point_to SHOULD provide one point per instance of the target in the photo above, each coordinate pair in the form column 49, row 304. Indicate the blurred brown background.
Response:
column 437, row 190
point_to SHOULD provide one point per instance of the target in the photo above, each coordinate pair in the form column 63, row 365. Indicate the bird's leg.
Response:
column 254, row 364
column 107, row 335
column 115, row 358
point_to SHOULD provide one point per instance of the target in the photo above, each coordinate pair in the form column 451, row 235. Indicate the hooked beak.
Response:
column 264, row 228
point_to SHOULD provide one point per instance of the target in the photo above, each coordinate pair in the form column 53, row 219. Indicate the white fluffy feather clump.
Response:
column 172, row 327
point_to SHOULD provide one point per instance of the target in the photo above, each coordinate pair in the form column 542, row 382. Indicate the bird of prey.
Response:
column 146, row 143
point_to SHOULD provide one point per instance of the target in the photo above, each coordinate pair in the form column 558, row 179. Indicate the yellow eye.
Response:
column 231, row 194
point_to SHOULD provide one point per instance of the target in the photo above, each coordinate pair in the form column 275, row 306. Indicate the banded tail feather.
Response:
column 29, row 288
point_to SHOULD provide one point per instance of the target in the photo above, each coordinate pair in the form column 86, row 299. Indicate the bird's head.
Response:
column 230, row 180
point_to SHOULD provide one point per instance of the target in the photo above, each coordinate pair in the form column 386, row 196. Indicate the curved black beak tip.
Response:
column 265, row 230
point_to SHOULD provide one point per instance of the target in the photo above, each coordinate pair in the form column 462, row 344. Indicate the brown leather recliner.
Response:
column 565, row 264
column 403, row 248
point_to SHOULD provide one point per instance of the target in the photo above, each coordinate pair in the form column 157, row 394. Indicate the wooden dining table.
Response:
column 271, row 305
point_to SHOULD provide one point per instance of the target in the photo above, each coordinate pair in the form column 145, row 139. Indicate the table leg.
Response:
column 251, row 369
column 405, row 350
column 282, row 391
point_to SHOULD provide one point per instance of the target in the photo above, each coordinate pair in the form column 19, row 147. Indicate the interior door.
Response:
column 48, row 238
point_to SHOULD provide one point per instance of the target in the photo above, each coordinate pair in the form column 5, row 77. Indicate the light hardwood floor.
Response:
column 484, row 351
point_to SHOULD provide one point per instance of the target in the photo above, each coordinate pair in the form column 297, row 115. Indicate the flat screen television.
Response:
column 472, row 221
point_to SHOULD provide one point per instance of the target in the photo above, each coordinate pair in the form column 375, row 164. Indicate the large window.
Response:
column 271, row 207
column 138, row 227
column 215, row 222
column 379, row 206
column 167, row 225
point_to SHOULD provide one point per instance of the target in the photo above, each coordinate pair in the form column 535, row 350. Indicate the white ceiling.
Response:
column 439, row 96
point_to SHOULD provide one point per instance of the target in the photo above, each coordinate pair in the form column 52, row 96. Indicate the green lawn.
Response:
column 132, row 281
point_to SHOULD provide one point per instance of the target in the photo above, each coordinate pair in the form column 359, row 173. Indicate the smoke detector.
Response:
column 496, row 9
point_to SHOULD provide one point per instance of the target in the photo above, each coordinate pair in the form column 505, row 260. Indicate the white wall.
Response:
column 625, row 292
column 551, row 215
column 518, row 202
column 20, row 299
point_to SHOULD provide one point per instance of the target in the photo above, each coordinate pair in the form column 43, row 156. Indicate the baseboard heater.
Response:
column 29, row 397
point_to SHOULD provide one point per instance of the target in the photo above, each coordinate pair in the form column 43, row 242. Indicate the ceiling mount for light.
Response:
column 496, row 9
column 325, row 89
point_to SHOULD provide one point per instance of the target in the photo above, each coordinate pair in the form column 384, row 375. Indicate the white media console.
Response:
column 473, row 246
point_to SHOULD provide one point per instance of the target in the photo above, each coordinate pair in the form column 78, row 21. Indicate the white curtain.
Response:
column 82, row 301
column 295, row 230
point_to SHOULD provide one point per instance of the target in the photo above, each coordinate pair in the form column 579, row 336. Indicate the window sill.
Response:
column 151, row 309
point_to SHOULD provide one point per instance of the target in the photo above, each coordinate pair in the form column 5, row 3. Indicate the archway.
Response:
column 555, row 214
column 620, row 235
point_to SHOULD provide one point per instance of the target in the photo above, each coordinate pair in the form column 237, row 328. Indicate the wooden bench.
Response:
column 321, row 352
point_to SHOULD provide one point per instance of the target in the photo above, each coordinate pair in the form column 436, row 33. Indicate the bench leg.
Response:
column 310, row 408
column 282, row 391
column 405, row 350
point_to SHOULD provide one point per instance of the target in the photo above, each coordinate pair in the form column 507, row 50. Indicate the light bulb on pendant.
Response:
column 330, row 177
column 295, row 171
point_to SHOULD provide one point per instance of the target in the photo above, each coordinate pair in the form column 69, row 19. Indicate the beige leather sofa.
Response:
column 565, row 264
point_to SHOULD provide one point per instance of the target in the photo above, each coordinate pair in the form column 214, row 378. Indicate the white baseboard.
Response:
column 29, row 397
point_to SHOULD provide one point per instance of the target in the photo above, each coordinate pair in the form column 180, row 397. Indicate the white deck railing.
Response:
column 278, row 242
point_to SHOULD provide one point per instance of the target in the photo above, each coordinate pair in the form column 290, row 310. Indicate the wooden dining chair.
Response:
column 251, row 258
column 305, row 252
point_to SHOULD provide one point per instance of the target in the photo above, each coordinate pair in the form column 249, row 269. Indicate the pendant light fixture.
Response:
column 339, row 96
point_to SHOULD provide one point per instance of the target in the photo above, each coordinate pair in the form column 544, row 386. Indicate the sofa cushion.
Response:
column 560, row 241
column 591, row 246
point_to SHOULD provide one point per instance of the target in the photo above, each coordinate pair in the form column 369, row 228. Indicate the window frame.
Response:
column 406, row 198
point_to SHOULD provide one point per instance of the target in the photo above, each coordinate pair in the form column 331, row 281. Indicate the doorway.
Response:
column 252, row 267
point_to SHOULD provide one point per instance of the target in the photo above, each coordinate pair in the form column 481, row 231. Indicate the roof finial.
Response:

________

Format every one of the rows above as a numbered list, one row per item, with blank lines omitted.

EXERCISE OUTPUT:
1. point_to SHOULD provide one point per instance of the target in the photo above, each coordinate pair in the form column 49, row 304. Indicate the blurred brown background.
2. Response:
3. column 437, row 190
4. point_to SHOULD provide one point per instance of the target in the photo above, each coordinate pair in the form column 63, row 365. Indicate the bird's leg.
5. Response:
6. column 254, row 364
7. column 107, row 335
8. column 115, row 358
9. point_to SHOULD provide one point per instance of the target in the photo above, each coordinate pair in the form column 451, row 235. Indicate the hooked beak.
10. Response:
11. column 264, row 228
12. point_to SHOULD provide one point per instance of the target in the photo above, each coordinate pair in the form column 53, row 219. Indicate the white fluffy feather clump.
13. Response:
14. column 172, row 327
15. point_to SHOULD provide one point per instance of the target in the photo above, each coordinate pair in the form column 542, row 382. Indicate the bird of prey.
16. Response:
17. column 146, row 143
18. point_to SHOULD provide one point per instance of the target in the photo above, each coordinate pair in the form column 558, row 179. Indicate the yellow eye.
19. Response:
20. column 231, row 194
21. point_to SHOULD provide one point per instance of the target in the photo above, each coordinate pair in the form column 275, row 306. Indicate the banded tail feather.
22. Response:
23. column 29, row 288
24. point_to SHOULD provide one point per instance of the target in the photo above, each coordinate pair in the form column 86, row 299. Indicate the bird's head.
25. Response:
26. column 230, row 180
27. point_to SHOULD provide one point per instance of the target in the photo above, each coordinate pair in the form column 386, row 196. Indicate the curved black beak tip.
28. Response:
29. column 265, row 230
30. point_to SHOULD provide one point per instance of the target in the photo above, each coordinate pair in the form column 462, row 344. Indicate the brown leather recliner.
31. Response:
32. column 565, row 264
33. column 403, row 248
34. point_to SHOULD provide one point per instance of the target in the photo above, each coordinate pair in the form column 157, row 394. Indicate the wooden dining table.
35. Response:
36. column 271, row 305
37. point_to SHOULD provide one point per instance of the target in the photo above, each coordinate pair in the form column 145, row 139. Indicate the table leg.
38. Response:
39. column 251, row 369
40. column 405, row 350
41. column 282, row 391
42. point_to SHOULD provide one point per instance of the target in the photo above, each coordinate pair in the form column 19, row 147. Indicate the interior door.
43. Response:
44. column 48, row 238
45. point_to SHOULD provide one point per instance of the target in the photo above, each coordinate pair in the form column 5, row 77. Indicate the light hardwood floor.
46. Response:
47. column 484, row 351
48. point_to SHOULD provide one point per instance of the target in the photo above, each coordinate pair in the form column 297, row 115. Indicate the flat screen television.
49. Response:
50. column 472, row 221
51. point_to SHOULD provide one point per instance of the target in the photo above, each coordinate pair in the form column 375, row 164. Indicate the large window.
52. Response:
53. column 271, row 207
54. column 138, row 227
55. column 215, row 222
56. column 379, row 206
57. column 167, row 225
58. point_to SHOULD provide one point per instance of the target in the photo above, each coordinate pair in the form column 535, row 350. Indicate the white ceiling.
59. Response:
60. column 439, row 96
61. point_to SHOULD provide one point per instance of the target in the photo above, each coordinate pair in the form column 52, row 96. Indicate the green lawn.
62. Response:
63. column 132, row 281
64. point_to SHOULD provide one point per instance of the target in the photo above, each coordinate pair in the form column 359, row 173. Indicate the smoke detector.
65. Response:
66. column 496, row 9
67. point_to SHOULD provide one point per instance of the target in the photo above, each coordinate pair in the form column 505, row 260. Indicate the white wall.
68. Response:
69. column 625, row 292
70. column 551, row 215
71. column 518, row 202
72. column 20, row 299
73. point_to SHOULD provide one point per instance of the target in the photo above, each coordinate pair in the form column 43, row 156. Indicate the baseboard heater.
74. Response:
75. column 29, row 397
76. point_to SHOULD provide one point per instance of the target in the photo above, each coordinate pair in the form column 43, row 242. Indicate the ceiling mount for light.
77. Response:
78. column 496, row 9
79. column 325, row 89
80. point_to SHOULD provide one point per instance of the target in the photo above, each coordinate pair in the form column 384, row 375. Indicate the white media console.
81. Response:
82. column 473, row 246
83. point_to SHOULD provide one point per instance of the target in the photo above, each coordinate pair in the form column 78, row 21. Indicate the white curtain.
84. Response:
85. column 82, row 301
86. column 295, row 230
87. point_to SHOULD provide one point per instance of the target in the photo above, each coordinate pair in the form column 579, row 336. Indicate the window sill.
88. Response:
89. column 151, row 309
90. point_to SHOULD provide one point per instance of the target in the photo above, each coordinate pair in the form column 5, row 3. Indicate the archway.
91. Response:
92. column 555, row 214
93. column 620, row 235
94. point_to SHOULD provide one point per instance of the target in the photo above, each coordinate pair in the form column 237, row 328. Indicate the wooden bench.
95. Response:
96. column 321, row 352
97. point_to SHOULD provide one point per instance of the target in the photo above, each coordinate pair in the form column 436, row 33. Indicate the bench leg.
98. Response:
99. column 310, row 408
100. column 282, row 391
101. column 405, row 350
102. point_to SHOULD provide one point per instance of the target in the photo above, each coordinate pair in the form column 507, row 50. Indicate the light bulb on pendant.
103. Response:
104. column 330, row 177
105. column 295, row 171
106. point_to SHOULD provide one point per instance of the target in the photo above, each coordinate pair in the form column 69, row 19. Indicate the beige leather sofa.
107. Response:
108. column 565, row 264
109. point_to SHOULD provide one point per instance of the target in the photo above, each coordinate pair in the form column 214, row 378. Indicate the white baseboard.
110. Response:
111. column 29, row 397
112. point_to SHOULD provide one point per instance of the target in the photo above, each coordinate pair in the form column 180, row 397. Indicate the white deck railing.
113. Response:
114. column 278, row 242
115. point_to SHOULD provide one point per instance of the target in the photo above, each coordinate pair in the form column 290, row 310. Indicate the wooden dining chair.
116. Response:
117. column 251, row 258
118. column 305, row 252
119. point_to SHOULD provide one point per instance of the target in the photo above, each coordinate pair in the form column 249, row 269. Indicate the pendant light fixture.
120. Response:
121. column 339, row 96
122. point_to SHOULD provide one point per instance of the target in the photo above, each coordinate pair in the form column 544, row 386. Indicate the sofa cushion.
123. Response:
124. column 560, row 241
125. column 591, row 246
126. point_to SHOULD provide one point per instance of the target in the photo above, each coordinate pair in the form column 369, row 228. Indicate the window frame.
127. Response:
128. column 406, row 198
129. point_to SHOULD provide one point per instance of the target in the photo above, each coordinate pair in the form column 331, row 281. Indicate the doorway.
130. Response:
131. column 252, row 267
132. point_to SHOULD provide one point per instance of the target in the photo above, each coordinate pair in the form column 481, row 231. Indicate the roof finial.
133. Response:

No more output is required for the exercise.